→ **Supplied text**
The Cost of Running the Queen Car

Update: Minor changes were made to add some details to the costings presented here at about 10:10 am on June 14.]

The debate over which type of transit vehicle should operate on Queen Street, and by implication on the wider streetcar network, will inevitably get into the question of the cost of streetcar operations. The TTC has cited large ongoing costs of the bus operation:

This summer, the TTC is spending an extra $1 million per month to run buses on the route, according to TTC spokesperson Brad Ross. It also takes 60 buses to provide similar service to the 501 Queen’s usual 45 streetcars.

“Queen is a good example of a route where streetcars make good sense because of the capacity that they offer you in the downtown to reduce congestion,” Ross said, adding that Toronto’s streetcars produce lower emissions than buses.

[From CBC News Toronto]

The ratio of buses to streetcars in this quotation is somewhat misleading for a few reasons:

  • The bus service is scheduled with extra running time in anticipation of construction delays, although the actual construction has not yet begun. This is responsible both for the accumulation of large numbers of buses at terminals.

→ **Objective 1**
Restate as a short bulleted list the paragraph in the text on Queen car costs that begins "This summer, the TTC is spending", keeping its main facts.
→ **Objective 2**
Carry on the text on Queen car costs, starting after its final sentence.
The data after this point come from a separate source.

→ **Source data**
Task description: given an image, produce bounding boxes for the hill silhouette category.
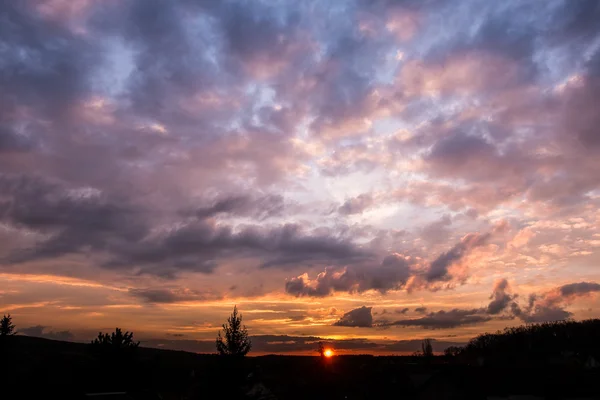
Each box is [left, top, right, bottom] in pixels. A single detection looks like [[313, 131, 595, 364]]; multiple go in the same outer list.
[[1, 320, 600, 399]]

→ **Right answer 1**
- This summer, the TTC is spending an extra $1 million per month to run buses on the route, according to TTC spokesperson Brad Ross.
- Providing service similar to the 501 Queen's usual 45 streetcars takes 60 buses.

→ **Right answer 2**
  • The replacement ratio of 1.3:1 is well below values the TTC normally uses in comparing transit modes, and in their own crowding standards. The design capacities of vehicles for service planning is 51 for a standard bus, 74 for a standard-length streetcar (CLRV), 108 for a two-section articulated streetcar (ALRV) and 130 for the new low floor Flexitys. This implies a replacement ratio of 1.45:1 for CLRVs, 2.12 for ALRVs and 2.55 for Flexitys. These numbers would be adjusted downward to compensate for faster operating speeds with buses, if any, although that adjustment would vary by time of day and route segment as shown in my analyses of operations on the route.
  • The capacity of scheduled bus service is less than the scheduled capacity of streetcars at the beginning of 2017. Service for 501 Queen is based on the capacity of ALRVs.
  • The actual streetcar service on Queen before buses began taking over was scheduled to use 33 ALRVs and 7 CLRVs (November 2016 service). The CLRVs were dedicated to the service between Humber and Long Branch Loops.

The TTC’s methodology for allocating operating costs to routes is based on three variables:

  • Vehicle hours (primarily the cost of drivers and related management and overhead costs)
  • Vehicle kilometres (part of the day-to-day cost of running and maintaining buses including fuel)
  • Vehicles (part of day-to-day costs for work such as dispatching, routine inspections and maintenance, cleaning)

The cost of routine streetcar track maintenance is included in the vehicle kilometre cost. This does not include major projects such as the replacement of track which are funded from the Capital Budget.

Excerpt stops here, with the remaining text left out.